**Task objective**
Pull every line from the listing below and copy each one character for character.
- - -
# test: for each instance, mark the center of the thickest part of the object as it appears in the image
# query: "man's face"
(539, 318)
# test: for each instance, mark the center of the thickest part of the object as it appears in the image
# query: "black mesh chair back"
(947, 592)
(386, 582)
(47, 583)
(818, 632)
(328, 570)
- - -
**Reply to the exercise**
# test: for each instance, mark the center of the thickest part of the object as it appears in the image
# query: "man's face"
(539, 318)
# test: for each instance, mark the center of the thickest part of the object as it appears in the image
# query: "black mesh chair back"
(947, 592)
(386, 582)
(47, 583)
(818, 632)
(328, 570)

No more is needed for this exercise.